» **What to produce**:
Write out the line that contains "point: the white confetti, one" and every line after it through the end of the entries, exactly as given and with no other lines.

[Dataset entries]
╔══

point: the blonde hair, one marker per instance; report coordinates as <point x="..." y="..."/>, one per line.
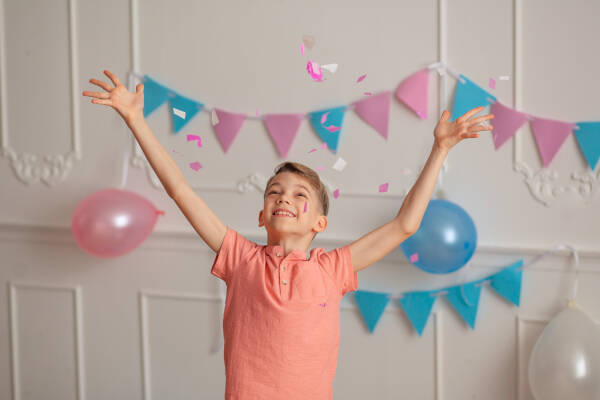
<point x="307" y="173"/>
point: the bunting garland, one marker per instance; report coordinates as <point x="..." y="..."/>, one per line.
<point x="412" y="92"/>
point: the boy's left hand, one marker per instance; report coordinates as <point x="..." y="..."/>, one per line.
<point x="447" y="134"/>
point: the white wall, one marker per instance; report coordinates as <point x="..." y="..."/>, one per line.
<point x="79" y="324"/>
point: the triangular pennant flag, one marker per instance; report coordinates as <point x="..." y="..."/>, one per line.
<point x="283" y="129"/>
<point x="417" y="306"/>
<point x="228" y="127"/>
<point x="331" y="129"/>
<point x="549" y="136"/>
<point x="155" y="95"/>
<point x="189" y="107"/>
<point x="371" y="306"/>
<point x="375" y="110"/>
<point x="465" y="300"/>
<point x="506" y="122"/>
<point x="588" y="137"/>
<point x="412" y="91"/>
<point x="508" y="282"/>
<point x="468" y="96"/>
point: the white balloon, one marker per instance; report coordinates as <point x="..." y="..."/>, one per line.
<point x="565" y="361"/>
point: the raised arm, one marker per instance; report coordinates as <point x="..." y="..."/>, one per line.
<point x="130" y="106"/>
<point x="376" y="244"/>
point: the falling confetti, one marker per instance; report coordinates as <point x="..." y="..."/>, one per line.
<point x="195" y="165"/>
<point x="339" y="164"/>
<point x="195" y="137"/>
<point x="179" y="113"/>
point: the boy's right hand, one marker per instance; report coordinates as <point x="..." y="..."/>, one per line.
<point x="128" y="105"/>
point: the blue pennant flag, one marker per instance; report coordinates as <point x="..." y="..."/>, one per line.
<point x="188" y="106"/>
<point x="588" y="137"/>
<point x="331" y="128"/>
<point x="371" y="306"/>
<point x="508" y="282"/>
<point x="417" y="306"/>
<point x="465" y="300"/>
<point x="155" y="95"/>
<point x="468" y="96"/>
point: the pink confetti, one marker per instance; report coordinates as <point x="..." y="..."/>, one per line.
<point x="195" y="137"/>
<point x="314" y="71"/>
<point x="195" y="165"/>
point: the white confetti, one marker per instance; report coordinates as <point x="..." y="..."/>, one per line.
<point x="339" y="164"/>
<point x="179" y="113"/>
<point x="214" y="118"/>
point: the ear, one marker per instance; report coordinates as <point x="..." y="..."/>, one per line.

╚══

» **Completed task**:
point: the white confetti, one marker per instance; report coordinates as <point x="..." y="..."/>, one per line.
<point x="339" y="164"/>
<point x="179" y="113"/>
<point x="214" y="118"/>
point: the ear, one marker per instance; report coordinates as <point x="..." y="..."/>, one per line.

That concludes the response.